What you are asked to do: I need each line of the entries below that includes the string "ceiling".

START Recorded data

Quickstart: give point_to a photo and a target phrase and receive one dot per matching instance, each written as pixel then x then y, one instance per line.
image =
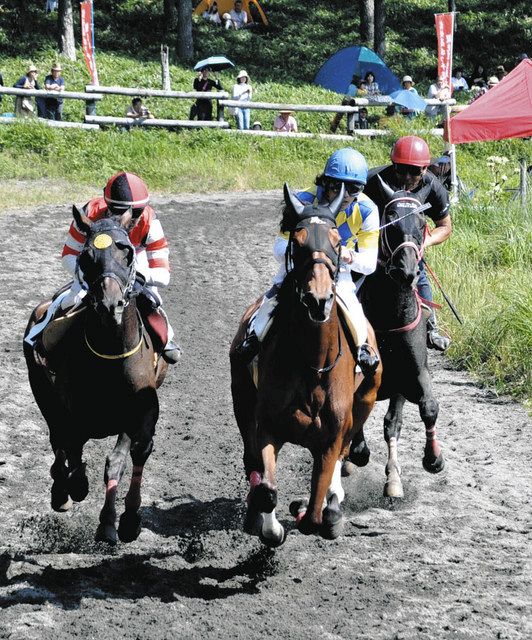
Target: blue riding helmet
pixel 347 164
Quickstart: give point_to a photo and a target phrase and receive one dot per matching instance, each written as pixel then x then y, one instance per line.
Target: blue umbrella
pixel 216 63
pixel 408 99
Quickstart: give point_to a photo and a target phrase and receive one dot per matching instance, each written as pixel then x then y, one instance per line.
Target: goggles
pixel 351 188
pixel 411 169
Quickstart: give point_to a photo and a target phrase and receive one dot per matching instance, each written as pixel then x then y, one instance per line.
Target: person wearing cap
pixel 122 192
pixel 409 172
pixel 408 85
pixel 24 107
pixel 202 109
pixel 243 92
pixel 285 122
pixel 54 82
pixel 358 224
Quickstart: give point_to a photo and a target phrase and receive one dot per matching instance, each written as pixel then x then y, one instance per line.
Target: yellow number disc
pixel 102 241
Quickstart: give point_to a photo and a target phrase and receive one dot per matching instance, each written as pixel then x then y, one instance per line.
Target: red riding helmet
pixel 411 150
pixel 126 190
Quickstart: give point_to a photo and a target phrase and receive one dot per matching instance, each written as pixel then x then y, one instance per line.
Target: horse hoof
pixel 298 506
pixel 106 533
pixel 435 466
pixel 61 501
pixel 360 455
pixel 348 468
pixel 78 483
pixel 129 526
pixel 276 540
pixel 393 489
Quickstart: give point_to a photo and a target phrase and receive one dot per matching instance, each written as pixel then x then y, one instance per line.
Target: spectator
pixel 348 100
pixel 371 84
pixel 458 81
pixel 285 121
pixel 137 110
pixel 24 107
pixel 202 109
pixel 500 72
pixel 237 18
pixel 408 85
pixel 54 82
pixel 212 14
pixel 362 119
pixel 479 77
pixel 243 92
pixel 437 91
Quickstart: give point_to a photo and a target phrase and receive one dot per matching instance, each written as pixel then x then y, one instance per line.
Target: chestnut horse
pixel 308 391
pixel 101 379
pixel 392 305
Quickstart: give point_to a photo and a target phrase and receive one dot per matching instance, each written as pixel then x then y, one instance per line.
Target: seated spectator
pixel 500 72
pixel 137 110
pixel 237 18
pixel 362 119
pixel 202 109
pixel 212 14
pixel 285 121
pixel 54 82
pixel 24 107
pixel 371 84
pixel 458 81
pixel 408 85
pixel 437 91
pixel 348 100
pixel 479 77
pixel 243 92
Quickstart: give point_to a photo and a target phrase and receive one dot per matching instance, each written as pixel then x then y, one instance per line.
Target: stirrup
pixel 367 362
pixel 436 341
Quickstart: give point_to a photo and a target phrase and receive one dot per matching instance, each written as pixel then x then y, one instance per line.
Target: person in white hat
pixel 243 92
pixel 54 82
pixel 24 107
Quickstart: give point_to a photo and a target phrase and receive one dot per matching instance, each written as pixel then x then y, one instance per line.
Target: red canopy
pixel 505 111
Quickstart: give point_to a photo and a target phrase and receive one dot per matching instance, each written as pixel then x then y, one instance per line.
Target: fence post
pixel 523 181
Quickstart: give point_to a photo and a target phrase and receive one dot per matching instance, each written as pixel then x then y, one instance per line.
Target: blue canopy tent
pixel 336 73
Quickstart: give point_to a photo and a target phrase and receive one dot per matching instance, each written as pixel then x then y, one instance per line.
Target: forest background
pixel 485 266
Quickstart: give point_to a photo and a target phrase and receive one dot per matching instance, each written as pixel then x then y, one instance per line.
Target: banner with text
pixel 445 32
pixel 87 39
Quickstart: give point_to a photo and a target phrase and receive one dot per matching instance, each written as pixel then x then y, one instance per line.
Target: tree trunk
pixel 367 22
pixel 185 44
pixel 65 24
pixel 380 28
pixel 170 16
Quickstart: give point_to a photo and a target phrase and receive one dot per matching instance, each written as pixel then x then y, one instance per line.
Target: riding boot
pixel 367 361
pixel 434 338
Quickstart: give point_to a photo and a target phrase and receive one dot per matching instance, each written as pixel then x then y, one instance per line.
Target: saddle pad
pixel 58 328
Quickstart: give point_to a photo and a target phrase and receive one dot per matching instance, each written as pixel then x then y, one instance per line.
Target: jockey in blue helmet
pixel 358 225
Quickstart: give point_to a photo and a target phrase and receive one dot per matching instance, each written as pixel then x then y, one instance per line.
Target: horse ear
pixel 291 199
pixel 125 218
pixel 335 205
pixel 83 222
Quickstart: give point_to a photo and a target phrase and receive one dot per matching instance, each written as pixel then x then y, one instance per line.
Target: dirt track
pixel 449 561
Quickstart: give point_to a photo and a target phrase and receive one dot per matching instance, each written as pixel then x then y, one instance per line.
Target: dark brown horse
pixel 308 391
pixel 100 379
pixel 392 305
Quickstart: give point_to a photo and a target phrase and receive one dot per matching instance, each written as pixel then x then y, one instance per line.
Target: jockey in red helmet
pixel 411 157
pixel 122 191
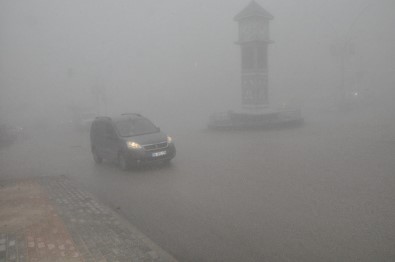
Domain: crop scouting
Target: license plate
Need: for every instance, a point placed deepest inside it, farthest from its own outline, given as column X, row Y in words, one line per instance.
column 161, row 153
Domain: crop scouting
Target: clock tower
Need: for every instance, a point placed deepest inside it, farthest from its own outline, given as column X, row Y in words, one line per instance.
column 254, row 40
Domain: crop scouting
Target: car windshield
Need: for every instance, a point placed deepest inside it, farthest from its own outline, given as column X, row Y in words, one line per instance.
column 134, row 127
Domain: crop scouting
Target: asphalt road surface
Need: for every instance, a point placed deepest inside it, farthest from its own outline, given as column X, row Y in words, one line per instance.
column 321, row 192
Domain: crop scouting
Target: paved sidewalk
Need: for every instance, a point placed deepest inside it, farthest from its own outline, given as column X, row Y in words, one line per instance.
column 50, row 219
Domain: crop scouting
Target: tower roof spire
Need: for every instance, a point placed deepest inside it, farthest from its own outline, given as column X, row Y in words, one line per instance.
column 253, row 9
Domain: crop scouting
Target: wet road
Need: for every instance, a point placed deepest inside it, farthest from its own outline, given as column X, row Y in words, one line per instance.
column 321, row 192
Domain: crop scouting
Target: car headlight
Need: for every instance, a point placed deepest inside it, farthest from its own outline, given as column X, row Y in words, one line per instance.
column 133, row 145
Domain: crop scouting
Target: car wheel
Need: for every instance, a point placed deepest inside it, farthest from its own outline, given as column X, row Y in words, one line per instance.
column 97, row 158
column 122, row 161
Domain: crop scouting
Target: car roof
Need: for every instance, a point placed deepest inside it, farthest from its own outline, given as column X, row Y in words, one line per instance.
column 121, row 117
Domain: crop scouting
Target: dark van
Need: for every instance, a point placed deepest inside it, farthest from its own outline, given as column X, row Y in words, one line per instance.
column 130, row 140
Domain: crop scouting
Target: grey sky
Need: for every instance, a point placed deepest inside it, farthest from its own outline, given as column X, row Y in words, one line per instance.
column 164, row 53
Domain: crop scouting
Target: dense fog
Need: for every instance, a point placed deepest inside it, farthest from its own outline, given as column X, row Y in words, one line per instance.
column 178, row 59
column 320, row 191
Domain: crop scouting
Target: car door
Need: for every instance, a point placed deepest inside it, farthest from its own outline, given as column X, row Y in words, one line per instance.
column 111, row 142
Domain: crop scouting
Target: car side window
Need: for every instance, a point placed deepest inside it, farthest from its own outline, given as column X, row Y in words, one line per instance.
column 110, row 132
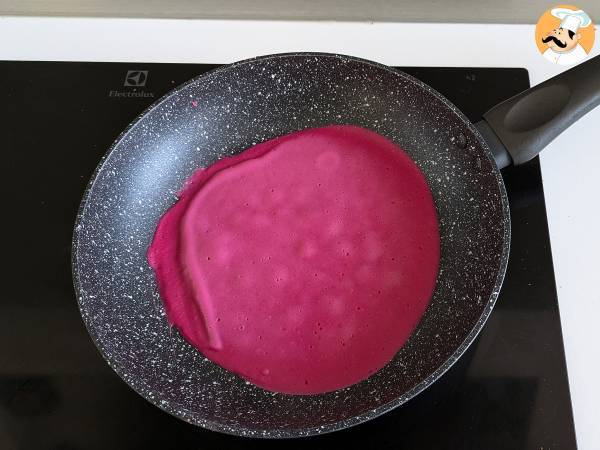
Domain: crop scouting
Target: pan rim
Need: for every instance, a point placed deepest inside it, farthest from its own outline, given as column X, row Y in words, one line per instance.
column 177, row 411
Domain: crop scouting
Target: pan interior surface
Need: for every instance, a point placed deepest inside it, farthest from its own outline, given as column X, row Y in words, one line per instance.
column 223, row 113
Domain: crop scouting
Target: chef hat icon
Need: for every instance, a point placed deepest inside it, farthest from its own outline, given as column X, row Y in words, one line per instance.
column 571, row 20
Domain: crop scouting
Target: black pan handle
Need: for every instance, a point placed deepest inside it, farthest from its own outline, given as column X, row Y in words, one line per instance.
column 520, row 127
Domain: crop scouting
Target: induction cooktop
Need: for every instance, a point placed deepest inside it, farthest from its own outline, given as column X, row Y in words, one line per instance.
column 509, row 391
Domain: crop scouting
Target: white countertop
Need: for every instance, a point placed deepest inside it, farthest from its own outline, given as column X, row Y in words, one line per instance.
column 570, row 165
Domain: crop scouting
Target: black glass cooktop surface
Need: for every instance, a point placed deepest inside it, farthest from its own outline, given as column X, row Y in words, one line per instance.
column 509, row 391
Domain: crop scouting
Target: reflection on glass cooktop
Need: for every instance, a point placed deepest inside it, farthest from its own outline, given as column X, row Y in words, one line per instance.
column 509, row 391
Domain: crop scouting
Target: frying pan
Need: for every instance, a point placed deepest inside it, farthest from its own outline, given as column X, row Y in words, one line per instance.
column 231, row 108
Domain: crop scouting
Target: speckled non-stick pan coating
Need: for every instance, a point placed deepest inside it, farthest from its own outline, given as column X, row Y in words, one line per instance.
column 222, row 113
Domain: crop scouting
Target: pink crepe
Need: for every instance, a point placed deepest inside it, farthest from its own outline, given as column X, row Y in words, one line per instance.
column 304, row 263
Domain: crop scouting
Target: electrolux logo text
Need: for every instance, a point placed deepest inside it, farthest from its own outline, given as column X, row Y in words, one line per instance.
column 135, row 79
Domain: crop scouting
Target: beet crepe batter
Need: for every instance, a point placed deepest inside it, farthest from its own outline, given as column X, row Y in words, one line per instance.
column 304, row 263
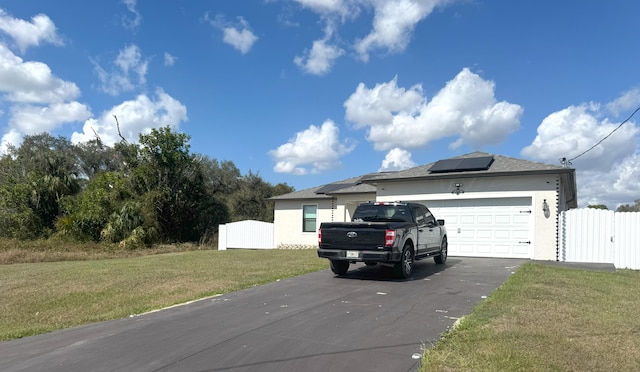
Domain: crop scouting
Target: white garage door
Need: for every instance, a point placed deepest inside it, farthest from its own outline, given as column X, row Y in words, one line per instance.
column 499, row 227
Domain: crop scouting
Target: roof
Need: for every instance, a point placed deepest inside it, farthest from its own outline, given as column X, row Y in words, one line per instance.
column 498, row 166
column 354, row 185
column 501, row 166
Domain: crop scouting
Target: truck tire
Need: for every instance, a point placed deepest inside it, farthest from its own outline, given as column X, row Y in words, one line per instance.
column 404, row 268
column 444, row 252
column 339, row 267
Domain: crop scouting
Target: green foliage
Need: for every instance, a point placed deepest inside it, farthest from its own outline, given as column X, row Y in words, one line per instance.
column 630, row 208
column 131, row 194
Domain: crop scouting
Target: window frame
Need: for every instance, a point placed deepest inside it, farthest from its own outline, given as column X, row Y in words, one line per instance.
column 306, row 220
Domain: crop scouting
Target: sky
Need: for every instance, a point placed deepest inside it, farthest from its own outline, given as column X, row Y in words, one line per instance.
column 308, row 92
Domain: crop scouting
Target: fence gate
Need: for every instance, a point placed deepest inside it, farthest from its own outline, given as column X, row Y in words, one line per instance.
column 602, row 236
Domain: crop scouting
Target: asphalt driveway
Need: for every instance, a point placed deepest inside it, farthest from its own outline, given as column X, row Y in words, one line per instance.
column 366, row 321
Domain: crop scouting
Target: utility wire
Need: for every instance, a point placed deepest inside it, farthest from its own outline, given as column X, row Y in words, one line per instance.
column 599, row 142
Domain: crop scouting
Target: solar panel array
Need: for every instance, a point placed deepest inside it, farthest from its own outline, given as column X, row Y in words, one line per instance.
column 462, row 164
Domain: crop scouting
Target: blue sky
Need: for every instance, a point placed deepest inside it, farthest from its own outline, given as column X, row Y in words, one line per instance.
column 313, row 91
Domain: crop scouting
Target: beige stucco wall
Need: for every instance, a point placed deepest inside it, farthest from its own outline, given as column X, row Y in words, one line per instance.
column 538, row 188
column 287, row 222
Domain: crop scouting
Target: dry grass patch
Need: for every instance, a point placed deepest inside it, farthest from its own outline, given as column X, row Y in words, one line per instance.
column 42, row 297
column 55, row 250
column 547, row 318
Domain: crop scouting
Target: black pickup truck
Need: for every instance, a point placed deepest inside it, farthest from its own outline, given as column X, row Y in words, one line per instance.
column 388, row 233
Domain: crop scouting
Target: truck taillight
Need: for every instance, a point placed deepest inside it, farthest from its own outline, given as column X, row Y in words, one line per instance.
column 389, row 238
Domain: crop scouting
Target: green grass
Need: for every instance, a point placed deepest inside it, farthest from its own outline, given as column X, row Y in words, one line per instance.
column 46, row 296
column 548, row 319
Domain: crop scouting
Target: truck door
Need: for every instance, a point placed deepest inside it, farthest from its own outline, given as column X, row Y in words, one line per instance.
column 423, row 230
column 432, row 231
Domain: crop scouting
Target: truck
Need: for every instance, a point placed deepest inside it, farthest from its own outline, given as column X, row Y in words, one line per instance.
column 389, row 233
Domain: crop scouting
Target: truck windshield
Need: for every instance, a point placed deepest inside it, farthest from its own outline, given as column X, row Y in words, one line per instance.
column 381, row 212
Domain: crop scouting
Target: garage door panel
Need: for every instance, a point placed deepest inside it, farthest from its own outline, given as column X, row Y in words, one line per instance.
column 485, row 219
column 503, row 219
column 498, row 227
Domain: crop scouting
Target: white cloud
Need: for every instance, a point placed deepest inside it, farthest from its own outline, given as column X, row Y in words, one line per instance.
column 129, row 72
column 238, row 36
column 320, row 59
column 26, row 34
column 38, row 100
column 628, row 100
column 133, row 20
column 613, row 187
column 169, row 60
column 135, row 117
column 31, row 82
column 573, row 130
column 397, row 159
column 393, row 24
column 609, row 173
column 31, row 119
column 313, row 150
column 328, row 7
column 465, row 108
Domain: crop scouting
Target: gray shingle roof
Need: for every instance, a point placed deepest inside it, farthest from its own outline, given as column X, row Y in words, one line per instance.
column 501, row 166
column 352, row 185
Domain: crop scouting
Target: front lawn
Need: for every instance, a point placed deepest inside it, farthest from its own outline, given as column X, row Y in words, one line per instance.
column 46, row 296
column 548, row 319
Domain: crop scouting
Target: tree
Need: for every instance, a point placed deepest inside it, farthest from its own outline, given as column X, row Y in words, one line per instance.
column 171, row 183
column 251, row 200
column 88, row 213
column 597, row 206
column 94, row 157
column 47, row 167
column 630, row 208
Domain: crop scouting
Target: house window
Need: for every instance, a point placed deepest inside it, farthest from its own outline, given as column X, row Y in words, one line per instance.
column 309, row 216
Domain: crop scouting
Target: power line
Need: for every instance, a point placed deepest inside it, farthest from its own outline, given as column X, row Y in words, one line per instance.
column 565, row 161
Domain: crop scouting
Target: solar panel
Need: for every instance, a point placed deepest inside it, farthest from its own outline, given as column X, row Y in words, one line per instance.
column 447, row 165
column 462, row 165
column 333, row 187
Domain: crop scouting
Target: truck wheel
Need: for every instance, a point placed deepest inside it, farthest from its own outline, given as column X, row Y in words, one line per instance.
column 404, row 268
column 339, row 267
column 444, row 251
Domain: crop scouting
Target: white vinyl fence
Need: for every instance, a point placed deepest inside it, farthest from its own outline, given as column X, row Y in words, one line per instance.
column 245, row 234
column 595, row 235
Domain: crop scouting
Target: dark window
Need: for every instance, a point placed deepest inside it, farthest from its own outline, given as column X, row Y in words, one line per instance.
column 429, row 219
column 309, row 217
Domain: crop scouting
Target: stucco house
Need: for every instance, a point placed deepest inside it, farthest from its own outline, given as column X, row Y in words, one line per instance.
column 493, row 205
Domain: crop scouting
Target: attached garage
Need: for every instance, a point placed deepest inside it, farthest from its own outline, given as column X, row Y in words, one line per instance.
column 493, row 205
column 493, row 227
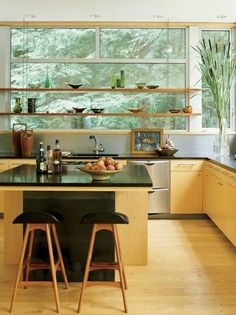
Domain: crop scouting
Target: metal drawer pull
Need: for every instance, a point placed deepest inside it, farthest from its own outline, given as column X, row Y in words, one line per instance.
column 187, row 164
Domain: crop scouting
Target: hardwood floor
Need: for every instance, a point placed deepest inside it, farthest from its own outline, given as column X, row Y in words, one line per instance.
column 191, row 271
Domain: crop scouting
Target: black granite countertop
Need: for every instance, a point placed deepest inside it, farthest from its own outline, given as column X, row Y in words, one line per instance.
column 25, row 175
column 228, row 162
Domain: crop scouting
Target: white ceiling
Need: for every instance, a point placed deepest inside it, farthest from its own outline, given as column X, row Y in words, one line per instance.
column 118, row 10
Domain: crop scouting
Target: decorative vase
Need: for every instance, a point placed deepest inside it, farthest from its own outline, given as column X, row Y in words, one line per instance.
column 17, row 108
column 221, row 144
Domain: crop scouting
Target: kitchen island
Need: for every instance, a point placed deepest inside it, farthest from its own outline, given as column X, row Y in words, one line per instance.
column 129, row 188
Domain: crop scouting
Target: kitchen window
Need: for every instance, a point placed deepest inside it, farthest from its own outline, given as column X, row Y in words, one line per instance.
column 91, row 56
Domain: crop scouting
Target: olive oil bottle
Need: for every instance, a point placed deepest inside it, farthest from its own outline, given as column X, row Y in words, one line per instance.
column 57, row 158
column 41, row 161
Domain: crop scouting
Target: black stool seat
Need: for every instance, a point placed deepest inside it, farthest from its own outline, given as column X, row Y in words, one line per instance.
column 105, row 218
column 44, row 221
column 38, row 217
column 104, row 221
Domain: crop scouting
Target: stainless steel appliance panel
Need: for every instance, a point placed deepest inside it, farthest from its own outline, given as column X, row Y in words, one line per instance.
column 159, row 201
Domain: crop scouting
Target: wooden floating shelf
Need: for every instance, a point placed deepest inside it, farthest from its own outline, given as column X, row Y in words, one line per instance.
column 104, row 114
column 84, row 90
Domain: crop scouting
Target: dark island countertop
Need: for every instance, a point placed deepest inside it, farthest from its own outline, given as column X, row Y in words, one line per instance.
column 25, row 175
column 228, row 162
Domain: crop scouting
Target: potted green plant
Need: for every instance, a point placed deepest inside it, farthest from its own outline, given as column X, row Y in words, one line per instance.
column 217, row 67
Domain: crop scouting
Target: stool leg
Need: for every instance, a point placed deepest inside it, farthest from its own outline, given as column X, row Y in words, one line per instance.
column 122, row 264
column 120, row 269
column 52, row 265
column 31, row 237
column 20, row 268
column 88, row 262
column 54, row 233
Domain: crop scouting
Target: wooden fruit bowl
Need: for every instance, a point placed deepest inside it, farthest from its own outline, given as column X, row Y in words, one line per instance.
column 101, row 174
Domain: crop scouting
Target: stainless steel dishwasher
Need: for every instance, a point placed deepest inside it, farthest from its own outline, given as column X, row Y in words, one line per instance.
column 159, row 196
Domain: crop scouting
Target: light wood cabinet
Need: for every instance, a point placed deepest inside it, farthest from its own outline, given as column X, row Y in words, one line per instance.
column 6, row 164
column 220, row 199
column 186, row 186
column 3, row 167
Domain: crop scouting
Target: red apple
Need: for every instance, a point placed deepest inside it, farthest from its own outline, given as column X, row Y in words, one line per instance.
column 118, row 166
column 110, row 167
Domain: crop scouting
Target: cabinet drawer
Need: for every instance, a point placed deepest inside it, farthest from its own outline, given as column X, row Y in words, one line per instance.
column 16, row 162
column 3, row 165
column 187, row 165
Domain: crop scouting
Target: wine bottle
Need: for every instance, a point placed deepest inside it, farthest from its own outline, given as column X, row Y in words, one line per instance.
column 122, row 79
column 41, row 161
column 47, row 82
column 49, row 159
column 57, row 158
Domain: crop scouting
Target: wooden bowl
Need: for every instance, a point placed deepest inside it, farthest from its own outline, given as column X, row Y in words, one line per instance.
column 165, row 152
column 101, row 175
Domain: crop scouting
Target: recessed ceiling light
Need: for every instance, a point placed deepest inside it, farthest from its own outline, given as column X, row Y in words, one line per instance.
column 94, row 16
column 157, row 16
column 221, row 16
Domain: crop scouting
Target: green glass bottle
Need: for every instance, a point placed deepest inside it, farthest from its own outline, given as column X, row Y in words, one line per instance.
column 113, row 81
column 122, row 79
column 47, row 82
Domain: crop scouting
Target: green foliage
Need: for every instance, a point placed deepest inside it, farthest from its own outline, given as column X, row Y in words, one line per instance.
column 218, row 69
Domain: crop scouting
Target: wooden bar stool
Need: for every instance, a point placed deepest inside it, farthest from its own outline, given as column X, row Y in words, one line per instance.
column 44, row 221
column 104, row 221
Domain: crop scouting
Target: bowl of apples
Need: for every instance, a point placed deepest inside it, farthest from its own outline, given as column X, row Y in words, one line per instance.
column 103, row 168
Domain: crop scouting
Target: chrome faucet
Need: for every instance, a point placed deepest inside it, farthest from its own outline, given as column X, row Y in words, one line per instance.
column 97, row 148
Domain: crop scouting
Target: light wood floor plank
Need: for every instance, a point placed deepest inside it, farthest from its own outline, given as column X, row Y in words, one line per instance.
column 191, row 271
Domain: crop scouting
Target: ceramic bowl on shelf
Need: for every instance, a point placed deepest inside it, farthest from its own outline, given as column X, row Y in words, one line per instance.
column 74, row 86
column 69, row 111
column 140, row 85
column 97, row 110
column 79, row 109
column 174, row 110
column 152, row 86
column 34, row 85
column 135, row 110
column 101, row 174
column 165, row 151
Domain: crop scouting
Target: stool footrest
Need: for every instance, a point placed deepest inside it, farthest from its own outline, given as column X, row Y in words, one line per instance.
column 109, row 283
column 35, row 283
column 103, row 265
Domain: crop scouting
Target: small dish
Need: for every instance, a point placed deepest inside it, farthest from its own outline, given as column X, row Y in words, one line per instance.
column 174, row 111
column 74, row 86
column 152, row 86
column 135, row 110
column 79, row 110
column 140, row 85
column 97, row 110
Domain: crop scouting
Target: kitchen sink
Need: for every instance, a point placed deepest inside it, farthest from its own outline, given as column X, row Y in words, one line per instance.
column 91, row 155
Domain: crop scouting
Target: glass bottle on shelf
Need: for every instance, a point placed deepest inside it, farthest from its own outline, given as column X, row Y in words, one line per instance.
column 57, row 158
column 113, row 81
column 49, row 159
column 47, row 82
column 41, row 161
column 18, row 107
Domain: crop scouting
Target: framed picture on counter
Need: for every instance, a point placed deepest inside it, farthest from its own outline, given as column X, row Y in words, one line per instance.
column 144, row 141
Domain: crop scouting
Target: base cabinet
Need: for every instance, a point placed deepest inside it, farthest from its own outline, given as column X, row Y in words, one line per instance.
column 186, row 186
column 6, row 164
column 220, row 199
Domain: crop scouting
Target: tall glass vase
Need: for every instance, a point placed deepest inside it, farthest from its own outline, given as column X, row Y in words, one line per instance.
column 221, row 144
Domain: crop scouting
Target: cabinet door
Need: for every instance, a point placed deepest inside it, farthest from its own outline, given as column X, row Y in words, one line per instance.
column 186, row 192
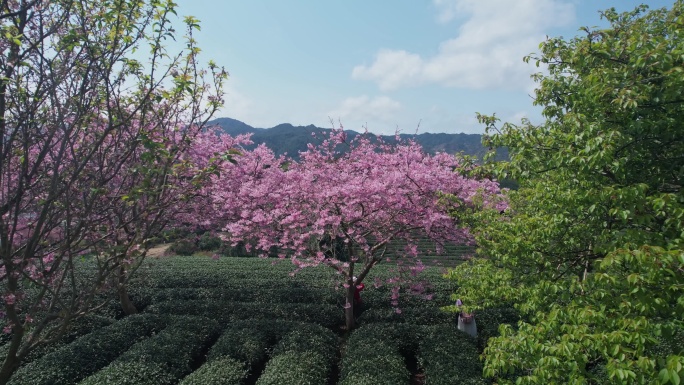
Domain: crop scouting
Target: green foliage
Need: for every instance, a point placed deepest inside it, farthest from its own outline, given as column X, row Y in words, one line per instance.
column 591, row 249
column 131, row 373
column 176, row 347
column 185, row 246
column 375, row 354
column 303, row 356
column 249, row 341
column 449, row 356
column 209, row 242
column 221, row 371
column 89, row 353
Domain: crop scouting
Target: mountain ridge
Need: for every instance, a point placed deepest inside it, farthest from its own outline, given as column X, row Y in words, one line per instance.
column 286, row 138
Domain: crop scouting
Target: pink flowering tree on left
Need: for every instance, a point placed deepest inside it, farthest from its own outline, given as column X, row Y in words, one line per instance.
column 343, row 202
column 97, row 152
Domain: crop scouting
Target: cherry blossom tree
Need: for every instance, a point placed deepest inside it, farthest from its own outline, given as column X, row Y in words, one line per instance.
column 94, row 154
column 344, row 202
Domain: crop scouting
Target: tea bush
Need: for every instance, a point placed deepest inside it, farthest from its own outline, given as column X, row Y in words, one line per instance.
column 89, row 353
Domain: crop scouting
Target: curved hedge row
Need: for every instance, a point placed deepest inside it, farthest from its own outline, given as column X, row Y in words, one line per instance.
column 221, row 371
column 449, row 356
column 88, row 354
column 240, row 292
column 167, row 356
column 227, row 311
column 305, row 355
column 373, row 355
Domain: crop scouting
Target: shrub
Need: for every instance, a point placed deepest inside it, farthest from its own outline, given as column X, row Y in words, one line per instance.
column 131, row 373
column 249, row 341
column 220, row 371
column 488, row 321
column 184, row 247
column 209, row 242
column 78, row 328
column 373, row 356
column 305, row 355
column 88, row 354
column 449, row 356
column 295, row 368
column 176, row 347
column 228, row 311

END Recorded data

Answer section:
Target: white ceiling
Target: recessed ceiling light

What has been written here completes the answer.